** Brief **
The lines to be copied are those below that contain "count".

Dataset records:
/---
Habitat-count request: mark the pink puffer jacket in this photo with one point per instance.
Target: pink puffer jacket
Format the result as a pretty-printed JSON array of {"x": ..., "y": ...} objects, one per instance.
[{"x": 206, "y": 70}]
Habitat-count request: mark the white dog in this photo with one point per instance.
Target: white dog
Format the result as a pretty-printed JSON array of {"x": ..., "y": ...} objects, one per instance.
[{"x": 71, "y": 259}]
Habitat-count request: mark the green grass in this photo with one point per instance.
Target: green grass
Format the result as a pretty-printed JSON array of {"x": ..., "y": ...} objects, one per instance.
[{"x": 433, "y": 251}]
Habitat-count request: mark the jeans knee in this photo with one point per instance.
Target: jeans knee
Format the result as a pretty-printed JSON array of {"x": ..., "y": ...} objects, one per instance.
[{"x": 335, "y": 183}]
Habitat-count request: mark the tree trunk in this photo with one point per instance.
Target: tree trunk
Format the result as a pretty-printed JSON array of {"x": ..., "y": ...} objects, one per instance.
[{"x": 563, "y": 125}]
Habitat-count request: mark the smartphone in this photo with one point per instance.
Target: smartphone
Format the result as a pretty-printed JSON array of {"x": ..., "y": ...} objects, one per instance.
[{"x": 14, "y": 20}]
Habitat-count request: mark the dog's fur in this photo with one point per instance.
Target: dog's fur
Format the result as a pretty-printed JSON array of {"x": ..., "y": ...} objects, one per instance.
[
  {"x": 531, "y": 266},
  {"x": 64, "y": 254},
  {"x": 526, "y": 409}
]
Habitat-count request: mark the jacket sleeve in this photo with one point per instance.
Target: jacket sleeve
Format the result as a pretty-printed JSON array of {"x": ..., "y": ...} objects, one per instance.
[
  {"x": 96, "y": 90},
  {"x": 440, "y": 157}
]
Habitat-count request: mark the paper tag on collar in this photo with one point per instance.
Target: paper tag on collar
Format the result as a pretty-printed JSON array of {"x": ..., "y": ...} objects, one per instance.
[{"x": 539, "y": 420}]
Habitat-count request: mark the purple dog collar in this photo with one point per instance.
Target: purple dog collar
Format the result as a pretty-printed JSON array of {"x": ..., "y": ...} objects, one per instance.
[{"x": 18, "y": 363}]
\---
** Exercise output **
Habitat-count request: mark the pink puffer jacket in this photo with one point per instance.
Habitat-count request: mark the white dog in this photo with one point per instance.
Habitat-count request: mark the green grass in this photo with one point per instance.
Habitat-count request: mark the jeans knee in this photo with one point per instance.
Habitat-count request: mark the tree trunk in this photo with one point per instance.
Habitat-count request: mark the smartphone in this photo with one point per instance.
Habitat-count request: mark the dog's fur in this photo with one point per instance.
Habitat-count request: mark the jacket sleeve in this photo with one point per instance.
Habitat-count request: mark the paper tag on collar in this photo with one point per instance.
Habitat-count request: mark the purple dog collar in this photo with one point per instance.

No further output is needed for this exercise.